▶ [DATA SHOWN]:

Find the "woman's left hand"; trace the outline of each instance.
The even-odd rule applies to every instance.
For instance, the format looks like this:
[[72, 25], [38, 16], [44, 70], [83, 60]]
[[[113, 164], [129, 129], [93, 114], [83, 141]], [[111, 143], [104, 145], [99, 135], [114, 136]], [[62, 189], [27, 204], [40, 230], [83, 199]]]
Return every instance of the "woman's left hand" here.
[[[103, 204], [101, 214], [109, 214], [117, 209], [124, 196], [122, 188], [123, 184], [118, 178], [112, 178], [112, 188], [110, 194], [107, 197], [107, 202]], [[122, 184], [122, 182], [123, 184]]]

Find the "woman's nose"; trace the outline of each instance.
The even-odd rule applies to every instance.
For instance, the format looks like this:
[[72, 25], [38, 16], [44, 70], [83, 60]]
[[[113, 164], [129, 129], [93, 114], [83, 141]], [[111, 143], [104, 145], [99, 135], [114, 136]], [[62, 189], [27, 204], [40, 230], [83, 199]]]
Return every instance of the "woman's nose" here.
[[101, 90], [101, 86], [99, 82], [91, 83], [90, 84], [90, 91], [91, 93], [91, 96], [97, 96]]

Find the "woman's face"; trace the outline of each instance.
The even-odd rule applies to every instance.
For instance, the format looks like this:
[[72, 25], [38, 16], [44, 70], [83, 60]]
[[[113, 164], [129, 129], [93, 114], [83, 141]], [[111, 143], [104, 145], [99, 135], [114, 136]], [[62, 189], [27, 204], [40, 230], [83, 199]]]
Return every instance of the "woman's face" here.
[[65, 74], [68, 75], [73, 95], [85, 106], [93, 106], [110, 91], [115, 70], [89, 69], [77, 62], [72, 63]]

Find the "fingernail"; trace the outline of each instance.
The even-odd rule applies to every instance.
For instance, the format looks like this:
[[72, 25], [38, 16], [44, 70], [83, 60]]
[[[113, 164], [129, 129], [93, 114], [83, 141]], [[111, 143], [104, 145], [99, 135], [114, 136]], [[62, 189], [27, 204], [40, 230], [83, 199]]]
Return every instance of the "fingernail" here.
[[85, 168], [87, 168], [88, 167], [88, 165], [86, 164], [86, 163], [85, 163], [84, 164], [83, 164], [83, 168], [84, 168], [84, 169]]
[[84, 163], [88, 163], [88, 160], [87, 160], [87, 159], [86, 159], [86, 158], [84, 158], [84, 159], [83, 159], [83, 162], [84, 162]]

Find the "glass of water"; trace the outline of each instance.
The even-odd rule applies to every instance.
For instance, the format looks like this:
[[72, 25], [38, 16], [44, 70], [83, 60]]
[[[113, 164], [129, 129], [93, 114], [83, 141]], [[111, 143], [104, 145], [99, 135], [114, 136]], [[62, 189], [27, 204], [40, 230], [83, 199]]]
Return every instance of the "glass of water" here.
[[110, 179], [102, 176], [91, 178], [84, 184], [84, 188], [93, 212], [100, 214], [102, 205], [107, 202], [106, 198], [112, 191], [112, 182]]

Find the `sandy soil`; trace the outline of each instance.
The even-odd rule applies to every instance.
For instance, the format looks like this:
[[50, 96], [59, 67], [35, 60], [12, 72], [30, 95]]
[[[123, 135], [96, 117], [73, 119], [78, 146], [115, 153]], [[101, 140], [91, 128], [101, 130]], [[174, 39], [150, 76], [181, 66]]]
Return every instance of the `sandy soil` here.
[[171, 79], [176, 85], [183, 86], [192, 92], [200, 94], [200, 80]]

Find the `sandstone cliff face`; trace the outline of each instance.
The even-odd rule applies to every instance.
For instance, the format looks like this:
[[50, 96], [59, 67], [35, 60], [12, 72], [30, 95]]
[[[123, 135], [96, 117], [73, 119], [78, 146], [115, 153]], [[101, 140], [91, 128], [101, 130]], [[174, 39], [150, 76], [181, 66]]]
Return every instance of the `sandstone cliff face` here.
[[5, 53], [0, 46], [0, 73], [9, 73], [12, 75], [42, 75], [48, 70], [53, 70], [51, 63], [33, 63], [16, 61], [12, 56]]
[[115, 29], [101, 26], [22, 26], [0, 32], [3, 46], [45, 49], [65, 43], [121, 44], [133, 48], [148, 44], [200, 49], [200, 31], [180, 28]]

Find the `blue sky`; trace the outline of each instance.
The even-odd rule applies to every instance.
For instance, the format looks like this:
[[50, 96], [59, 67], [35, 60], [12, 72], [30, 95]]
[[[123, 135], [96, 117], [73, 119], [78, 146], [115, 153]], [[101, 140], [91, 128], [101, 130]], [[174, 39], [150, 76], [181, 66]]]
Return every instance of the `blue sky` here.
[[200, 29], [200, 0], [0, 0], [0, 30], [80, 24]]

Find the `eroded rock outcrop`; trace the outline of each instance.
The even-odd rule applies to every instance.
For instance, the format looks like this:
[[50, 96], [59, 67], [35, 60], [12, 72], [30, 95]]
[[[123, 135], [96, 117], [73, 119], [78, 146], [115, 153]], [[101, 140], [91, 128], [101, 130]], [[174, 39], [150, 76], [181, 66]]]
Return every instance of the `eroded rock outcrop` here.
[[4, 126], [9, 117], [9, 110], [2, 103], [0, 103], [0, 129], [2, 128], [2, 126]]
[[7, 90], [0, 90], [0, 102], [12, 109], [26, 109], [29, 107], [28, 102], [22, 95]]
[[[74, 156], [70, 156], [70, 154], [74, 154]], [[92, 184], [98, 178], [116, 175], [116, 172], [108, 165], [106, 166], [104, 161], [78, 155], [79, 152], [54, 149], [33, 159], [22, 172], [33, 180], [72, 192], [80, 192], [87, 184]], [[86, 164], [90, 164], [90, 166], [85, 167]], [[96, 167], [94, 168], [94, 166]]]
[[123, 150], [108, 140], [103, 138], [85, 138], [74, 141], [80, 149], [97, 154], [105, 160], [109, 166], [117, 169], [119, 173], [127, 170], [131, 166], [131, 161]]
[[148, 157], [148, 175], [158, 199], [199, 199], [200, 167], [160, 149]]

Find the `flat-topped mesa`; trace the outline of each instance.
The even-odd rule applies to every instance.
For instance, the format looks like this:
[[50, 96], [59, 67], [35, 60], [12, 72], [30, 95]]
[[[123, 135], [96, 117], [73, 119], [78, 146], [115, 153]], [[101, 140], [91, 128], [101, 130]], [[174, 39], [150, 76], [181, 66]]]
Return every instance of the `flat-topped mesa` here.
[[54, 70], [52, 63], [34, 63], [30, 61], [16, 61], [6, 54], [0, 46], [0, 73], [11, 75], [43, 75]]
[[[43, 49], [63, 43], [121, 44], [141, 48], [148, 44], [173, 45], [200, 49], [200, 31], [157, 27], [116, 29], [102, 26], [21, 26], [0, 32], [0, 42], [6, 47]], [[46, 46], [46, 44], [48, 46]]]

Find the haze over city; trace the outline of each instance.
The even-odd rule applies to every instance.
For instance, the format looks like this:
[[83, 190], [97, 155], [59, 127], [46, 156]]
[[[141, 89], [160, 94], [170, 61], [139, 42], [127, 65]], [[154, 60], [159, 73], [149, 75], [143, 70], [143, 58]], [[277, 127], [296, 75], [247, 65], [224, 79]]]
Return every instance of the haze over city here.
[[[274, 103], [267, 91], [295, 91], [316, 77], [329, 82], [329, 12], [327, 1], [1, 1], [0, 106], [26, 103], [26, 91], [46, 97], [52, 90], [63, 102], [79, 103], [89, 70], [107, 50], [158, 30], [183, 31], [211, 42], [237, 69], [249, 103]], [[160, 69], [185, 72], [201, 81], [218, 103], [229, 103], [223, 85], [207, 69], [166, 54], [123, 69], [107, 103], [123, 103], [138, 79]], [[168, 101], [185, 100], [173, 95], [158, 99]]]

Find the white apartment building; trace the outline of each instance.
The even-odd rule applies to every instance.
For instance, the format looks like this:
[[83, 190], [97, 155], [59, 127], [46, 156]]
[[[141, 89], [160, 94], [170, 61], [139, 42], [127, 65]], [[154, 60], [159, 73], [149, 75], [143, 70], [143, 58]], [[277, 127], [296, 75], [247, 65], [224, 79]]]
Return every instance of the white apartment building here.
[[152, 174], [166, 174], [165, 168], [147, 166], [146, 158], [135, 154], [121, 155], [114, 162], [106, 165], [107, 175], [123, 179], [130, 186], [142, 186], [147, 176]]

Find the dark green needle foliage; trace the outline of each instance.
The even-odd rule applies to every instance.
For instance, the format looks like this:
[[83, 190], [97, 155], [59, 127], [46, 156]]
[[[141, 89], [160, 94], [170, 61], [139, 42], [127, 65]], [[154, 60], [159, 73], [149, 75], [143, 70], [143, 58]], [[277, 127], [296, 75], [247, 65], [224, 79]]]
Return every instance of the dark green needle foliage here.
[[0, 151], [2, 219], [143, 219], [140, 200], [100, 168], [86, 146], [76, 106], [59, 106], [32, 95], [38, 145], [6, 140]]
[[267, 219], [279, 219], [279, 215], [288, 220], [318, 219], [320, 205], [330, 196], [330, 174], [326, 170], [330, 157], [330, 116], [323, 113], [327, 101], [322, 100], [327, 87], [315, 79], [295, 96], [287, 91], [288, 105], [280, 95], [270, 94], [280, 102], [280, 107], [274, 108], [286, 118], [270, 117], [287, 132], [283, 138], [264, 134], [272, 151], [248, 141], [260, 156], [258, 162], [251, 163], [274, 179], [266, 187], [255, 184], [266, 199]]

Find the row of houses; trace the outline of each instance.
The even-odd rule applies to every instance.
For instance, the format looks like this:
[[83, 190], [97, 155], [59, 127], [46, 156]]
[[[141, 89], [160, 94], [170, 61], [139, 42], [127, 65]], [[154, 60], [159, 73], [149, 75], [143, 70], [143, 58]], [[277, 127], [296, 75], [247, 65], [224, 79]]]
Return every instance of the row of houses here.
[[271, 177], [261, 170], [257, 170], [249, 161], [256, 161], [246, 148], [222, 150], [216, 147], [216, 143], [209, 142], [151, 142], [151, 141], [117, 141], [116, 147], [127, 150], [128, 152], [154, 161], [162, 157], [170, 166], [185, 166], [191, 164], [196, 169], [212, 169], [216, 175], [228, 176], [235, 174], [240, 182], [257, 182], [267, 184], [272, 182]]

▶ [WHAT YOU SHOULD DO]: Reproduce the items above verbatim, covering the stretch from the line containing "Find the white" through the line containing "186], [147, 176]]", both ends included.

▶ [TASK RESULT]:
Find the white apartment building; trace the outline of each instance.
The even-odd rule applies to every instance.
For instance, the format looks like this:
[[83, 190], [97, 155], [59, 127], [46, 156]]
[[[141, 89], [160, 94], [170, 61], [139, 42], [127, 65]], [[154, 60], [159, 73], [149, 75], [143, 70], [143, 58]], [[277, 127], [296, 75], [247, 65], [224, 79]]]
Return every instance of the white apartment building here.
[[152, 174], [166, 174], [165, 168], [147, 166], [146, 158], [135, 154], [121, 155], [114, 162], [106, 165], [107, 175], [123, 179], [130, 186], [142, 186], [147, 176]]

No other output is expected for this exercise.